**WHAT TO PRODUCE**
In the post about working out, repeat the passage from "The obvious reason" to "so they quit.", swapping "sign up" for "join a gym".

─── EXCERPT PROVIDED ───

My youngest son who is 22 has been working out faithfully at a public facility for several years now. He has come to learn that in January, wherever he works out is going to be crowded for just a few weeks and then attendance will settle back down to a more normal crowd with maybe a slight bump up for the minority who are serious.
The obvious reason is people wanting this to be the year they are going to “get in shape,” so they sign up, and after a few weeks…or days…decide its just too hard so they quit.
I am not a public gym kind of guy so 2 years ago, I purchased a Total Gym and have it in our garage. I figure, hey, if Chuck Norris can look that good at 76 and swears by this thing, I’m gonna try it. C’mon, it’s Chuck, right? And he even has the Gospel on his web site. So for $200 and free shipping at Costco, I was in business. We already had a treadmill in the garage so … boom… I got my own private gym at my house.
Fast forward—I just began my third year of consistent exercise, having started in January 2015. One of the reasons I think this machine worked for me is it accomplishes the goals in the same manner as my spiritual growth. Resistance training. Not piling on weight until I can’t lift it anymore but using my own body weight and an incline to challenge my muscles to break down and build. To slowly trim away fat by consistency coupled with resistance.
After increasing my reps the past 3 months, last week, I moved the bench up a number, upping the incline thereby increasing the resistance. Suddenly, the same number of reps was far more challenging and exhausting.
So, here are 3 life lessons.
1-If we stop to “rest” after reps, it is far harder to start over, to get moving again, than if we keep the movement flowing in a rhythm, keeping the action going. End a rep and immediately go into the next. Stopping and starting leaves room for stopping altogether which makes the workout far harder to finish. In life, when we constantly stop our forward progress to evaluate, question, and doubt, getting started again gets tougher and the temptation to quit has an opportunity to work and we lose.

─── RECORDED INFORMATION ───

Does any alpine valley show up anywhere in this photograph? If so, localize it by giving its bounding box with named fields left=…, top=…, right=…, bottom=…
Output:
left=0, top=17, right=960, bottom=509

───
─── RECORDED INFORMATION ───

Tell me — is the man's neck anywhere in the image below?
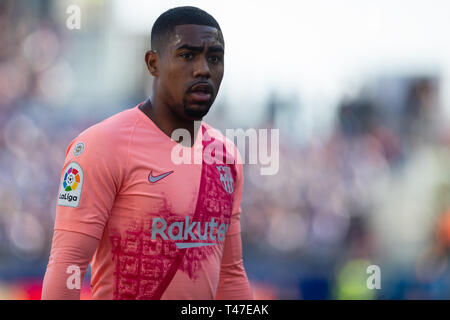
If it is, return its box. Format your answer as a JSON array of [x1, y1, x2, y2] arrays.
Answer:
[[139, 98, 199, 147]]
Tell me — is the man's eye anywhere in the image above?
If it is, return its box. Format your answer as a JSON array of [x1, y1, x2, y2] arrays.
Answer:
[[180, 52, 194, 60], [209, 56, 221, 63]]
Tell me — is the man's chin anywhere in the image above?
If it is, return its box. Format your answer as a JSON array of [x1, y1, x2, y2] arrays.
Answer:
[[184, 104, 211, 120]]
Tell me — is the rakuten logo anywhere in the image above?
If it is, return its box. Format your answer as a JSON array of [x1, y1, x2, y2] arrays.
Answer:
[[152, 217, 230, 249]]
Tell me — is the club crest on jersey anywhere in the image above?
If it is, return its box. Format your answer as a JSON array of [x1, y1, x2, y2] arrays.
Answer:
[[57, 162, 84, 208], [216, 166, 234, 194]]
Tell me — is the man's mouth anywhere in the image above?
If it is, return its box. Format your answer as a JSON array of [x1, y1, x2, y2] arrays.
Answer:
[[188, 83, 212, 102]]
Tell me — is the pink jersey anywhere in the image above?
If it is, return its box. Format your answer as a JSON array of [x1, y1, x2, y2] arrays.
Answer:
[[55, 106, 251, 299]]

───
─── RECORDED INFORMATION ───

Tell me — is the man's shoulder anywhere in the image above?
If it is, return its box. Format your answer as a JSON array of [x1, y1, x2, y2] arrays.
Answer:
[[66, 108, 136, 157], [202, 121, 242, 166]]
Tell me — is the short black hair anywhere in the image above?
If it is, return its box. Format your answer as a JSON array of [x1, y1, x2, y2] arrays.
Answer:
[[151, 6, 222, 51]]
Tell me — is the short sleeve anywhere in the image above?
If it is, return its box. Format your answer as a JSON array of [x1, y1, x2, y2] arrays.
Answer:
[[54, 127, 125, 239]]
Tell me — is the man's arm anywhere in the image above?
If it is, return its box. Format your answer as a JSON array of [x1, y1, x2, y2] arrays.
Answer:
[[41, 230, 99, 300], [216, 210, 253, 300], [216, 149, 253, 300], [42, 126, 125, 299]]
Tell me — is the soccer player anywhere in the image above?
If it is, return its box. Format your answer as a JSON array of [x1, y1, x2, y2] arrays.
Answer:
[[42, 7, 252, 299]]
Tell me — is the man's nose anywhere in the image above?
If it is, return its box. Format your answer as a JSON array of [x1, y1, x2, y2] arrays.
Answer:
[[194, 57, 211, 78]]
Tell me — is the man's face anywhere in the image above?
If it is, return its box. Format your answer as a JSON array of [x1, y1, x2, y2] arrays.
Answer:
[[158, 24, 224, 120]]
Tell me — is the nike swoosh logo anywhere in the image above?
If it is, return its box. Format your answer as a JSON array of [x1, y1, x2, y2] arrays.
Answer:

───

**THE ANSWER**
The obvious reason is people wanting this to be the year they are going to “get in shape,” so they join a gym, and after a few weeks…or days…decide its just too hard so they quit.